Exercise instructions:
Quote all of the data below word for word, reproducing each line unchanged.

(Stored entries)
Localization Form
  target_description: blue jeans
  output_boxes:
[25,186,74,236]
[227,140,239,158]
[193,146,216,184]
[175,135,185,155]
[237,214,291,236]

Result of the exercise:
Localization Form
  target_description: blue jeans
  output_boxes:
[25,186,74,236]
[227,140,239,158]
[193,146,216,184]
[175,135,185,155]
[237,214,291,236]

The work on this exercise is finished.